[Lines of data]

#####

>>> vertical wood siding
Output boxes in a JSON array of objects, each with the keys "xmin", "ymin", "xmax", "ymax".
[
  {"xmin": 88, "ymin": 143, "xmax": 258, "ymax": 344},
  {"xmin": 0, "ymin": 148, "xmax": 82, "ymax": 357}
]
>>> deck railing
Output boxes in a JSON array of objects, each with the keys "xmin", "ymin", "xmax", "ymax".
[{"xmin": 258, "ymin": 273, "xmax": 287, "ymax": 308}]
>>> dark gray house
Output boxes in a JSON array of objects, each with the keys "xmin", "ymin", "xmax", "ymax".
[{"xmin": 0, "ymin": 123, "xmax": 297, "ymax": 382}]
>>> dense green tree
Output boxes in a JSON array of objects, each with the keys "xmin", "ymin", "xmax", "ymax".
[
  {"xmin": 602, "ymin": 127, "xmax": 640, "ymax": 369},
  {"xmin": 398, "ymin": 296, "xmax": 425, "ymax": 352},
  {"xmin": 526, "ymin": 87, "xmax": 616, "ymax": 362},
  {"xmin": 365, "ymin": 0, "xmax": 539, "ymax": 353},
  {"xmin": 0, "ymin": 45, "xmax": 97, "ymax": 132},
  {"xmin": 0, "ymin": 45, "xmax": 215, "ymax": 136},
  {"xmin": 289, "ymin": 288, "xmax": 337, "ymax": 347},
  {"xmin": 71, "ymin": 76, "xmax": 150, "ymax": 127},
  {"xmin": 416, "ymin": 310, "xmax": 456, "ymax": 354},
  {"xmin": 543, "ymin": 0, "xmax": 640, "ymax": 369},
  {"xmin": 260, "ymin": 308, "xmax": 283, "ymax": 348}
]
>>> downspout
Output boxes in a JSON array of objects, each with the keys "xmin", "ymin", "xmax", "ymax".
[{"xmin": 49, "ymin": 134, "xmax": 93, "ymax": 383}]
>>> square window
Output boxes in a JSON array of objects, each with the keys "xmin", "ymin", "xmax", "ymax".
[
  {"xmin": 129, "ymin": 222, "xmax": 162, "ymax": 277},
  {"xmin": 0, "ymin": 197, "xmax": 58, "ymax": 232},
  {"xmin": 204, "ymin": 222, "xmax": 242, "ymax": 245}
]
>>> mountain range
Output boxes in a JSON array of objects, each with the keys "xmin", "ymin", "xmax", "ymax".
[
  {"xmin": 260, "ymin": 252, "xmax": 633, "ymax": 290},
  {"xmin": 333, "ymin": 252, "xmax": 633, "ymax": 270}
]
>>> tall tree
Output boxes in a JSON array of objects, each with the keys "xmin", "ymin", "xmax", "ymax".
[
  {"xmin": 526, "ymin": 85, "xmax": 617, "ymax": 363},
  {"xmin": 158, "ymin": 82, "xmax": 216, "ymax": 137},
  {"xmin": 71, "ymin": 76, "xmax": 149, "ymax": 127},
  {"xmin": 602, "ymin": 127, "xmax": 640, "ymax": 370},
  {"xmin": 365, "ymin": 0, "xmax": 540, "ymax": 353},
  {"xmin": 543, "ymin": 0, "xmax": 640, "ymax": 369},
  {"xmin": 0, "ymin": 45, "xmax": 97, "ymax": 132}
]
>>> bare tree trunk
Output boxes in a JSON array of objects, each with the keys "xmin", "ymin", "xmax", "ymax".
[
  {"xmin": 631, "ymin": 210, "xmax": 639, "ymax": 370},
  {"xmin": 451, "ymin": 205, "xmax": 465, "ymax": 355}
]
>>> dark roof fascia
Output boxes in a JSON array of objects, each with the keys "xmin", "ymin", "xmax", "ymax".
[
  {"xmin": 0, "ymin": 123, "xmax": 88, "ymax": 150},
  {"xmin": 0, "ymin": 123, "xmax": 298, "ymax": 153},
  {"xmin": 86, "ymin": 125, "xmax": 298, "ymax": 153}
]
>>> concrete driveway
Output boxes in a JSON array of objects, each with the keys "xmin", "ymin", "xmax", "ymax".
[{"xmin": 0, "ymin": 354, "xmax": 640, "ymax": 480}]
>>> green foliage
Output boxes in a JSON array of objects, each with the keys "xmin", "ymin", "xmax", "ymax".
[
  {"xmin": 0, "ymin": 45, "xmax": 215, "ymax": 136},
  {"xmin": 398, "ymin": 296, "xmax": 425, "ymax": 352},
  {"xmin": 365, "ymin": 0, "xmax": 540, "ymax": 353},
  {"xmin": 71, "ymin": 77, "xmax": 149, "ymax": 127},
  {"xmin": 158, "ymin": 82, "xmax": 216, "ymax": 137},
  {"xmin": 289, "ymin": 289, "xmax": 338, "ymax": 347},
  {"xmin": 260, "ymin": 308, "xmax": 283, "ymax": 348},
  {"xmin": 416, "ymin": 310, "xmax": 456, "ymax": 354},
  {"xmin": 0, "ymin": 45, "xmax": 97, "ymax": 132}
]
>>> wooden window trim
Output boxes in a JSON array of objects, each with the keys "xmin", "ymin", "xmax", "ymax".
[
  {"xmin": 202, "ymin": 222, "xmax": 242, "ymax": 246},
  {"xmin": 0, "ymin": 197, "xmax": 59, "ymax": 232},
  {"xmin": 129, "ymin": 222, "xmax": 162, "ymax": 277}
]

#####

### Exercise prompt
Select every line in the items above that contains the string "tree", treating uppercase and lowercase as different, and copy those lines.

### Solution
>>> dense green tree
>>> tall tree
>>> bare tree trunk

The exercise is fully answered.